__Work task 1__
Answer these questions about the course description:
(a) Which edition of Sutton and Barto's book supplies most of the course content?
(b) Which version of Python must students be able to write code in?
(c) What kind of installation is suggested as ideal for the setup work?
__Work task 2__
Reproduce the part of the course description that opens with the words containing "4. Policy Gradient" and closes with "concepts described here.", switching "Tensorflow" to "PyTorch".
__Work task 3__
Which topics does the course description list under "Value function methods"?

__Text segment__
Brief Course Description

This course will introduce the student to reinforcement learning. The bulk of what we will cover comes straight from the second edition of Sutton and Barto's book, Reinforcement Learning: An Introduction. However, we will also cover additional material drawn from the latest deep RL literature. The following list of topics is subject to revisions.

  1. Problem formulation
    • The reinforcement learning problem, anatomy of an RL agent
    • Bandit problems
    • Markov decision processes
  2. Value function methods
    • Monte Carlo
    • Dynamic Programming
    • Temporal Difference Learning
    • Combining planning and learning
    • Batch learning
  3. Function Approximation
    • Linear function approximation and LSTD
    • Deep neural networks and DQN
    • When does function approximation succeed and fail?
  4. Policy Gradient Methods
    • Policy gradient formulation
    • REINFORCE algorithm
    • Actor/critic methods
    • DDPG, TRPO

The course schedule is subject to change. See the schedule tab above.


Reinforcment Learning: An Introduction, 2nd Ed., Sutton and Barto


  1. Python 2.7, OpenAI Gym, Tensorflow: You must be able to write code in Python 2.7 and to install OpenAI Gym and Tensorflow. Ideally, you will do this on a Linux installation such as Ubuntu, but you may use other OSes at your own risk.
  2. Probability: You should be comfortable with all of the concepts described here.

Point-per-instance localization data
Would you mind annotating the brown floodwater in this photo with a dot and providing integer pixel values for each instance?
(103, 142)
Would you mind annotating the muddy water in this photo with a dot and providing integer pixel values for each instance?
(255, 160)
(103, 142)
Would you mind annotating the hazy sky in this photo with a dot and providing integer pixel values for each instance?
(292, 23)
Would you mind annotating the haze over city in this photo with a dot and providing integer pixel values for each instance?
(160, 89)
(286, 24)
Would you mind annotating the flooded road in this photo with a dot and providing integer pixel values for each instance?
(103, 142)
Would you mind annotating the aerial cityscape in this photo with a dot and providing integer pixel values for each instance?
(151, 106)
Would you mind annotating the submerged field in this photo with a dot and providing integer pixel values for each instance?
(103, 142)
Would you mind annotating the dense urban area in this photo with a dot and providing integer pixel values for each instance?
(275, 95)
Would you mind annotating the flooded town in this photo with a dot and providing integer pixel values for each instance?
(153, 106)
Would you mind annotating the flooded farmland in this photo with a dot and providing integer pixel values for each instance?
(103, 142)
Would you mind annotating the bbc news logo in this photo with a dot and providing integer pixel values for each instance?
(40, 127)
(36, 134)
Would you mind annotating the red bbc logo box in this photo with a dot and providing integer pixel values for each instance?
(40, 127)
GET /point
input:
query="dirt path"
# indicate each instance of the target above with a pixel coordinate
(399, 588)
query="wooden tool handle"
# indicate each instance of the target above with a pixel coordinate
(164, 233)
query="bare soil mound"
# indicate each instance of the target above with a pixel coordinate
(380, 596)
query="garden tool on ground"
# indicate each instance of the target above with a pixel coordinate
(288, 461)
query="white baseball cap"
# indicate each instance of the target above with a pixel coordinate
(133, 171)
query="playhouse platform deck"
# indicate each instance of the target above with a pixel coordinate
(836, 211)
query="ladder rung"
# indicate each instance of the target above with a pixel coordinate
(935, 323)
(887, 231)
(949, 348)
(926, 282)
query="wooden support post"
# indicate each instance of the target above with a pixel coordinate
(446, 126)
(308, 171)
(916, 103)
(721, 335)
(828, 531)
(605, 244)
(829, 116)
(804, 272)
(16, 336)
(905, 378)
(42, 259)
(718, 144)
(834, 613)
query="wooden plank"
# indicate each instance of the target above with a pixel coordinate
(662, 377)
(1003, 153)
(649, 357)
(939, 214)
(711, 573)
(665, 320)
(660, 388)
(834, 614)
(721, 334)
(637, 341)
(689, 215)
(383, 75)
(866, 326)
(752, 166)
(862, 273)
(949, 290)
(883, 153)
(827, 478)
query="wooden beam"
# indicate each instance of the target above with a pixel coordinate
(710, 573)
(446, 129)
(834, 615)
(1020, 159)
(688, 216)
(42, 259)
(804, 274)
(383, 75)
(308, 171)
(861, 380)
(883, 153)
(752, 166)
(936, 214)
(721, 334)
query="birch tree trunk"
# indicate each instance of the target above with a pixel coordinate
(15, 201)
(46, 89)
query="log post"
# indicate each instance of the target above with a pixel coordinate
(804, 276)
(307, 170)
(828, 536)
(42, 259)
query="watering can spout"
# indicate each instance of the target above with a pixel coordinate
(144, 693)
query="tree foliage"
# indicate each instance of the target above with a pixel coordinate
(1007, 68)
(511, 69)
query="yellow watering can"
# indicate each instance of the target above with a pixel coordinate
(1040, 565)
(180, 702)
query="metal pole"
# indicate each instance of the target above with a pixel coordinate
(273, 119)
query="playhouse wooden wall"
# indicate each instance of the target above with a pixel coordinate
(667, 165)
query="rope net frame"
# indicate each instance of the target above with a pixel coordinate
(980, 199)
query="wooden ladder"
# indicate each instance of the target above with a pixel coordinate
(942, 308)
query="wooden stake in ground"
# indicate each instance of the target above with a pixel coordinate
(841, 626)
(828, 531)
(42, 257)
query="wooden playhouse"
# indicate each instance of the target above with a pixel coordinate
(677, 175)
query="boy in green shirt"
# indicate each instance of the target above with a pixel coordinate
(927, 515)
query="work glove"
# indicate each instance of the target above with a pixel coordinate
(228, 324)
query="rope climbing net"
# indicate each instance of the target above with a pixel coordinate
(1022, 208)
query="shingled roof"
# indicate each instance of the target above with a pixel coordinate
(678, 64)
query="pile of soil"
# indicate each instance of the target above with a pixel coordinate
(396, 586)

__Response 1__
(a) The second edition
(b) Python 2.7
(c) A Linux installation such as Ubuntu

__Response 2__
4. Policy Gradient Methods
    • Policy gradient formulation
    • REINFORCE algorithm
    • Actor/critic methods
    • DDPG, TRPO

The course schedule is subject to change. See the schedule tab above.


Reinforcment Learning: An Introduction, 2nd Ed., Sutton and Barto


  1. Python 2.7, OpenAI Gym, PyTorch: You must be able to write code in Python 2.7 and to install OpenAI Gym and PyTorch. Ideally, you will do this on a Linux installation such as Ubuntu, but you may use other OSes at your own risk.
  2. Probability: You should be comfortable with all of the concepts described here.

__Response 3__
- Monte Carlo
- Dynamic Programming
- Temporal Difference Learning
- Combining planning and learning
- Batch learning